* [ZU LÖSENDE AUFGABE]: Ermitteln Sie, in wie vielen Zeilen der Datensätze das Wort „fascia“ vorkommt, und geben Sie ausschließlich diese Anzahl an.

* [ANGEZEIGTE DATEN]:
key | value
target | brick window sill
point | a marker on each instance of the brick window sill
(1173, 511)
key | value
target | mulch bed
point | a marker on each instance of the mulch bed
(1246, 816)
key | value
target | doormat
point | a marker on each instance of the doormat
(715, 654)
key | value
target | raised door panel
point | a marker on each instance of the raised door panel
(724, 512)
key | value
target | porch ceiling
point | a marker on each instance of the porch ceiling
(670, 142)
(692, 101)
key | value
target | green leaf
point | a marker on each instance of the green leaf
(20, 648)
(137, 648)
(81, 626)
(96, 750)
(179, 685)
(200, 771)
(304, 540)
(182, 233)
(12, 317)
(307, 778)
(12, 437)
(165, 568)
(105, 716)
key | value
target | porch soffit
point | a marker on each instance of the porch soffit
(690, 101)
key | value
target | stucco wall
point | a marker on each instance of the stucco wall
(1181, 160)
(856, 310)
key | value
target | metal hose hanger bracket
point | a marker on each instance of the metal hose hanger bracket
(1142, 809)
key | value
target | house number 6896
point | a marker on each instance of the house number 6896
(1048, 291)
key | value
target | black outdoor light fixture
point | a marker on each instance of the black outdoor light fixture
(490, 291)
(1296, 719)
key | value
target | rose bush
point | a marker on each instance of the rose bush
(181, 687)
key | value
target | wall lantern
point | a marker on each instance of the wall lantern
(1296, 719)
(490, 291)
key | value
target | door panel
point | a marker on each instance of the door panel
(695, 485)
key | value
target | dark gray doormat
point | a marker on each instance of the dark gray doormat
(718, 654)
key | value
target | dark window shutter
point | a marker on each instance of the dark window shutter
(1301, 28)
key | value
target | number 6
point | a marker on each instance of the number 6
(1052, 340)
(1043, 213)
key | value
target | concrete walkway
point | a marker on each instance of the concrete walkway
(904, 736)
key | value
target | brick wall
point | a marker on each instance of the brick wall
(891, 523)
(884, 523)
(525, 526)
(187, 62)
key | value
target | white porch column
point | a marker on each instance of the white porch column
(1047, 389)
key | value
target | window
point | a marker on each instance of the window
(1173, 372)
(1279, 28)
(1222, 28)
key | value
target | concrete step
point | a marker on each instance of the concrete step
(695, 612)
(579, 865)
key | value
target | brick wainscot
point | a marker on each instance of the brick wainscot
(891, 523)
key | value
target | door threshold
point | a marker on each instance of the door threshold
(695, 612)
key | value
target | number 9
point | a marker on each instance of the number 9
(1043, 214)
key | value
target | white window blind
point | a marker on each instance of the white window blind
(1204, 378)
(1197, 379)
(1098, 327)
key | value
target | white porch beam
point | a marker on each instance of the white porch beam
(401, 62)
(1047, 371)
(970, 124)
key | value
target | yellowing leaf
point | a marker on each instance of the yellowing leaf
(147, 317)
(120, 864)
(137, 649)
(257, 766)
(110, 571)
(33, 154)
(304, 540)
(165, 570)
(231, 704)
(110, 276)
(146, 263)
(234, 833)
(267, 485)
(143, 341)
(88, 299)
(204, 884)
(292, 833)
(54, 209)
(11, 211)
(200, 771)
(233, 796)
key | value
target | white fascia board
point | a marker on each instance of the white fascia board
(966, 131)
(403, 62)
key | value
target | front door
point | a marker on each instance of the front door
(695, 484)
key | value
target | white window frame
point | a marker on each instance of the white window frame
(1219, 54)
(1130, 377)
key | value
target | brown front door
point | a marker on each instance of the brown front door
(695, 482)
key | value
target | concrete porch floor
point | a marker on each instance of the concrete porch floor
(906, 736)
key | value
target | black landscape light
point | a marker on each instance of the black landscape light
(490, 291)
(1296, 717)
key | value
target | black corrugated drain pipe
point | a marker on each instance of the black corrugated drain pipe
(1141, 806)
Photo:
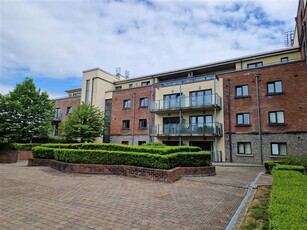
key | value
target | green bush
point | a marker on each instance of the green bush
(125, 148)
(288, 200)
(148, 160)
(154, 145)
(298, 168)
(297, 160)
(43, 152)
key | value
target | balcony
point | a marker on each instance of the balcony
(57, 117)
(206, 129)
(207, 102)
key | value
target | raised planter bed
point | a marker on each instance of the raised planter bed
(12, 156)
(161, 175)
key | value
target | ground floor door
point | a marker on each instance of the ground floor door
(204, 145)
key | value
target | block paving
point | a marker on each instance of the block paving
(43, 198)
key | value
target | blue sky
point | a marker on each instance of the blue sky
(53, 41)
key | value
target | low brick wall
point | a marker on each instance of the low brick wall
(161, 175)
(12, 156)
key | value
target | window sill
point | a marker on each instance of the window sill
(275, 94)
(277, 124)
(242, 97)
(244, 155)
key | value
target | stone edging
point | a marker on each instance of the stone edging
(161, 175)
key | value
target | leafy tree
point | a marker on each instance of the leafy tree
(25, 113)
(84, 124)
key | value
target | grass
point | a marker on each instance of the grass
(257, 216)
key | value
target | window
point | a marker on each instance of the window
(57, 114)
(143, 102)
(277, 117)
(242, 91)
(87, 91)
(278, 149)
(127, 104)
(284, 60)
(141, 142)
(143, 123)
(126, 124)
(244, 148)
(243, 119)
(200, 98)
(69, 110)
(145, 83)
(274, 87)
(254, 65)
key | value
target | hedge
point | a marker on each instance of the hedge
(288, 200)
(119, 147)
(148, 160)
(43, 152)
(18, 146)
(298, 168)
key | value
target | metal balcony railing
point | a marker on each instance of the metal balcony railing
(57, 117)
(182, 102)
(205, 129)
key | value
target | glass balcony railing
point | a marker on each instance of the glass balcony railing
(205, 129)
(183, 102)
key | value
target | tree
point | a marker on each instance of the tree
(25, 113)
(84, 124)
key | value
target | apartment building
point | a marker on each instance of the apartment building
(63, 107)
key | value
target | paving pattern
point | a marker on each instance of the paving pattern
(43, 198)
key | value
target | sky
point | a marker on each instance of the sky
(54, 41)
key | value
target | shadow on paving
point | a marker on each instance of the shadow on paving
(40, 197)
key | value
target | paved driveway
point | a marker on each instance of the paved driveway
(43, 198)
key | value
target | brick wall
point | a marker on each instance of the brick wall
(292, 101)
(119, 114)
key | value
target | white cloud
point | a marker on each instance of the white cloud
(5, 89)
(60, 39)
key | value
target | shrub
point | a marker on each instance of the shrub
(18, 146)
(125, 148)
(43, 152)
(288, 200)
(154, 145)
(298, 168)
(132, 158)
(269, 165)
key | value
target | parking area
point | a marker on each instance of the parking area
(43, 198)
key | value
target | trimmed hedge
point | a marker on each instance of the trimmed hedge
(124, 148)
(43, 152)
(288, 200)
(148, 160)
(297, 168)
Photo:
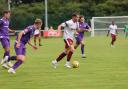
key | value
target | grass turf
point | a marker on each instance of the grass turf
(104, 67)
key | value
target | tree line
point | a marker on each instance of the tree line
(60, 10)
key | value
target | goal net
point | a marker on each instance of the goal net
(100, 25)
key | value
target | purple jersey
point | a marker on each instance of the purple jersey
(28, 33)
(4, 24)
(83, 26)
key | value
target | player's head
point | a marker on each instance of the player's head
(7, 14)
(38, 23)
(81, 18)
(113, 22)
(75, 17)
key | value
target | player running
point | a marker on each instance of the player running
(4, 38)
(84, 27)
(37, 34)
(126, 31)
(70, 28)
(21, 40)
(113, 31)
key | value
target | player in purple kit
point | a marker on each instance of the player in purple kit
(4, 38)
(83, 27)
(21, 40)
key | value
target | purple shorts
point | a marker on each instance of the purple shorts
(5, 42)
(21, 50)
(78, 39)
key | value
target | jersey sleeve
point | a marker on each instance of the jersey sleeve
(26, 30)
(87, 26)
(109, 27)
(1, 23)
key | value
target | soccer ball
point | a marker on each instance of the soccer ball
(75, 64)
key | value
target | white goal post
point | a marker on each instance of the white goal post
(101, 24)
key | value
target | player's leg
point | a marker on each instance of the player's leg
(82, 48)
(77, 43)
(126, 34)
(62, 55)
(20, 60)
(35, 37)
(113, 39)
(70, 53)
(6, 46)
(39, 38)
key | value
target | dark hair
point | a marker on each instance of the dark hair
(75, 14)
(38, 21)
(6, 12)
(81, 16)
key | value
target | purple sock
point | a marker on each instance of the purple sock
(17, 64)
(82, 49)
(12, 58)
(7, 53)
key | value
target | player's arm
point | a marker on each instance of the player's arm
(108, 31)
(117, 30)
(10, 30)
(1, 23)
(62, 25)
(30, 43)
(19, 39)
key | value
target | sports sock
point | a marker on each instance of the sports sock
(82, 49)
(7, 53)
(62, 55)
(17, 64)
(11, 58)
(69, 56)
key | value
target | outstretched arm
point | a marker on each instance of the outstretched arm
(30, 43)
(19, 39)
(108, 32)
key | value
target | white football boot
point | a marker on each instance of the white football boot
(68, 65)
(5, 66)
(54, 63)
(11, 71)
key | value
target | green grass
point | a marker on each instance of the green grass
(104, 67)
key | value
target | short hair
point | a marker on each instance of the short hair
(38, 21)
(75, 14)
(6, 11)
(81, 16)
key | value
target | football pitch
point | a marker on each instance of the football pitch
(104, 67)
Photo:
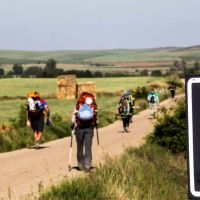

* [DAS ERGEBNIS]: 2